Problem to work on: Below are the records; restate all of them exactly.
Start of Record extracts
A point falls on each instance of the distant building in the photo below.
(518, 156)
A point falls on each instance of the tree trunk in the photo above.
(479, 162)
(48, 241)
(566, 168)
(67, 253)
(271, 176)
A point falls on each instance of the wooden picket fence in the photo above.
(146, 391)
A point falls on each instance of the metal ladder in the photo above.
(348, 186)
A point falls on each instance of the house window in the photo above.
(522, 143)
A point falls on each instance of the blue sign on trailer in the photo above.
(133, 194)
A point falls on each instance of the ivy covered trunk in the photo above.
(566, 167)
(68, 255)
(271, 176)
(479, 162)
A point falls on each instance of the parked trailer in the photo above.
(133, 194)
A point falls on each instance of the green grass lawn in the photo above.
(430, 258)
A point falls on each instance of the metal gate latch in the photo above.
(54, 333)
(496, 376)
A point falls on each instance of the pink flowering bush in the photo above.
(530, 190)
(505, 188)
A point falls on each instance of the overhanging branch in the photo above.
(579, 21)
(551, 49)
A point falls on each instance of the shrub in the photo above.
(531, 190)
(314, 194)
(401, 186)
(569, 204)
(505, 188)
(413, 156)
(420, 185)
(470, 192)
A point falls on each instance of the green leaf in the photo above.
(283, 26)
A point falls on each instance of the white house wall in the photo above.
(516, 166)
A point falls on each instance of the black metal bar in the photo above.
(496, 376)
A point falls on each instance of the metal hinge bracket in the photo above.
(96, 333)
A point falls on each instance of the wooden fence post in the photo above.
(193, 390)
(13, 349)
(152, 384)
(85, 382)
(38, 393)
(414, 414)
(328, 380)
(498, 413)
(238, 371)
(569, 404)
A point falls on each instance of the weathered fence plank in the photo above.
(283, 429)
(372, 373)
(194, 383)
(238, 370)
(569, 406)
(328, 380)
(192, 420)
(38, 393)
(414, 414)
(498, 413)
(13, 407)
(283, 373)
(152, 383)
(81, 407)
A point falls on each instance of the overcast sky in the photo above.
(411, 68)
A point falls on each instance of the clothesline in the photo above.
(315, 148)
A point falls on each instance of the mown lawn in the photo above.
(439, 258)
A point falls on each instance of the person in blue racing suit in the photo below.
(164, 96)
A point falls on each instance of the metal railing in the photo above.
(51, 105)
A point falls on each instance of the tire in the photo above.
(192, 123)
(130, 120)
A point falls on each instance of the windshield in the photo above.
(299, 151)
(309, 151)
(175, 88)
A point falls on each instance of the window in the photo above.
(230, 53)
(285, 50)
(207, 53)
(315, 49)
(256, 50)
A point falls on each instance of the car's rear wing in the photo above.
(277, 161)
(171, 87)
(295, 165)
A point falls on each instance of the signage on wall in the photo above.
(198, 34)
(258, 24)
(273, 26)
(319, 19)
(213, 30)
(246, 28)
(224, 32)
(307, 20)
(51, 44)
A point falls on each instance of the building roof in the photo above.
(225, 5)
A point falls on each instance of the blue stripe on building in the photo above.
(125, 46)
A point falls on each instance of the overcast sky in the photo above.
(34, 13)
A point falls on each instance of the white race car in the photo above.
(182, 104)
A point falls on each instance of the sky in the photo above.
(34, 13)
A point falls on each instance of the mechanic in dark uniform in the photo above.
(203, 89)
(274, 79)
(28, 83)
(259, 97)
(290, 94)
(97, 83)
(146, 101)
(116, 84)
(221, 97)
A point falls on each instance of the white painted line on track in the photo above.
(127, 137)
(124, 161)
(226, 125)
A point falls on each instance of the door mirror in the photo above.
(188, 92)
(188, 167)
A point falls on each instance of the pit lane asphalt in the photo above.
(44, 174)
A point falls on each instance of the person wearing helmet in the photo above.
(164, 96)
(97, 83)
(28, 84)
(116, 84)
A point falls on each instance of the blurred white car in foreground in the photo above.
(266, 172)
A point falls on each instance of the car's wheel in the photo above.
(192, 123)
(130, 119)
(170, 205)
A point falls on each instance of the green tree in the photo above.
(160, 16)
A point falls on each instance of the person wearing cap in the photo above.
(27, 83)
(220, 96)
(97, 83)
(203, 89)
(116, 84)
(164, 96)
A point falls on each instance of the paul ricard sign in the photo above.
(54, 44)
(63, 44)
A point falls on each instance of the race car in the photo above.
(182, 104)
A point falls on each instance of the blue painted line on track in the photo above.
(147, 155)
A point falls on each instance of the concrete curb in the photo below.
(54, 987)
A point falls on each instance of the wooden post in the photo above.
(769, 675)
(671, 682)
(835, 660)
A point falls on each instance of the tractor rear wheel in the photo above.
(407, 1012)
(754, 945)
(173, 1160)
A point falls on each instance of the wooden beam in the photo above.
End of Record extracts
Task result:
A point falls on each instance of the distant building in the photo below.
(518, 156)
A point falls on each instance of the tree trunk in the photo above.
(479, 162)
(48, 241)
(566, 168)
(67, 253)
(271, 176)
A point falls on each instance of the wooden picket fence in the photo above.
(146, 391)
A point falls on each instance of the metal ladder in the photo above.
(348, 186)
A point falls on each instance of the house window in the photo above.
(522, 143)
A point falls on each instance of the blue sign on trailer in the photo above.
(133, 194)
A point falls on each instance of the ivy covered trunk in the photo above.
(566, 167)
(68, 255)
(271, 176)
(479, 162)
A point falls on each instance of the parked trailer in the photo above.
(133, 194)
A point falls on each instance of the green grass lawn in the photo above.
(430, 258)
A point falls on each instance of the metal gate latch in the photo above.
(54, 333)
(496, 376)
A point falls on each instance of the pink flowering bush in the photo above.
(530, 190)
(505, 188)
A point falls on each instance of the overhanging branch in the photo above.
(579, 21)
(551, 49)
A point falls on each instance of the shrub in the photo above.
(531, 190)
(314, 194)
(401, 186)
(569, 204)
(505, 188)
(413, 156)
(420, 185)
(470, 192)
A point falls on each instance of the green leaf in the photo above.
(283, 26)
A point falls on each instance of the white house wall in the photo above.
(516, 166)
A point falls on each instance of the black metal bar in the photo above.
(496, 376)
A point falls on each instance of the metal hinge bracket in the photo above.
(96, 333)
A point falls on each instance of the wooden fence post in the photo above.
(193, 390)
(13, 349)
(152, 384)
(85, 382)
(38, 393)
(414, 414)
(328, 380)
(498, 413)
(238, 371)
(569, 404)
A point falls on each instance of the weathered fence plank in the photo above.
(283, 429)
(372, 373)
(194, 383)
(238, 370)
(569, 406)
(328, 380)
(192, 420)
(38, 393)
(414, 414)
(498, 413)
(13, 407)
(283, 373)
(152, 383)
(81, 407)
A point falls on each instance of the overcast sky in the photo above.
(411, 68)
A point falls on each instance of the clothesline in the photo above.
(315, 148)
A point falls on each instance of the mown lawn in the photo above.
(439, 258)
A point falls on each instance of the person in blue racing suit in the photo below.
(164, 96)
A point falls on each instance of the metal railing in the photo above.
(51, 105)
A point falls on each instance of the tire in the photo above.
(192, 123)
(130, 120)
A point falls on each instance of the windshield in the photo above.
(299, 151)
(309, 151)
(175, 88)
A point falls on each instance of the window in the photo above.
(230, 53)
(285, 50)
(207, 53)
(315, 49)
(256, 50)
A point falls on each instance of the car's rear wing in the photo above.
(277, 161)
(171, 87)
(295, 165)
A point falls on each instance of the signage on wall in the photo above.
(198, 34)
(258, 24)
(273, 26)
(319, 19)
(213, 30)
(246, 28)
(224, 32)
(307, 20)
(51, 44)
A point falls on each instance of the building roof in the photo above.
(225, 5)
A point falls on each instance of the blue stripe on building in the photo above.
(125, 46)
A point falls on each instance of the overcast sky in the photo above.
(34, 13)
A point falls on each instance of the white race car in the photo above.
(182, 104)
A point falls on each instance of the sky in the photo above.
(34, 13)
A point falls on each instance of the mechanic in dark uniform in the photo above.
(203, 89)
(274, 79)
(28, 83)
(259, 97)
(290, 94)
(97, 83)
(146, 101)
(116, 84)
(221, 97)
A point falls on each instance of the white painted line on track in the photo above.
(127, 137)
(124, 161)
(226, 125)
A point falls on each instance of the door mirror in the photo above.
(188, 92)
(188, 167)
A point falls on each instance of the pit lane asphalt in the photo above.
(44, 174)
A point falls on each instance of the person wearing helmet in the photo above.
(164, 96)
(97, 83)
(28, 84)
(116, 84)
A point falls on each instance of the blurred white car in foreground in the photo above.
(266, 172)
A point falls on each instance of the car's wheel in the photo above.
(192, 123)
(130, 119)
(170, 205)
A point falls on each instance of the green tree in the photo above.
(160, 16)
A point falls on each instance of the person wearing cap in the photo above.
(27, 83)
(220, 96)
(97, 83)
(203, 89)
(116, 84)
(164, 96)
A point falls on each instance of the paul ricard sign in the photo above.
(54, 44)
(63, 44)
A point falls on each instance of the race car in the photo above.
(182, 104)
A point falls on each instance of the blue painted line on track in the photo above.
(147, 155)
A point falls on each instance of the concrete curb in the photo below.
(54, 987)
A point falls on each instance of the wooden post in the photo above.
(769, 675)
(671, 682)
(835, 660)
A point falls on each instance of the tractor rear wheel in the photo above.
(407, 1012)
(754, 945)
(173, 1160)
A point falls on each instance of the wooden beam in the photo above.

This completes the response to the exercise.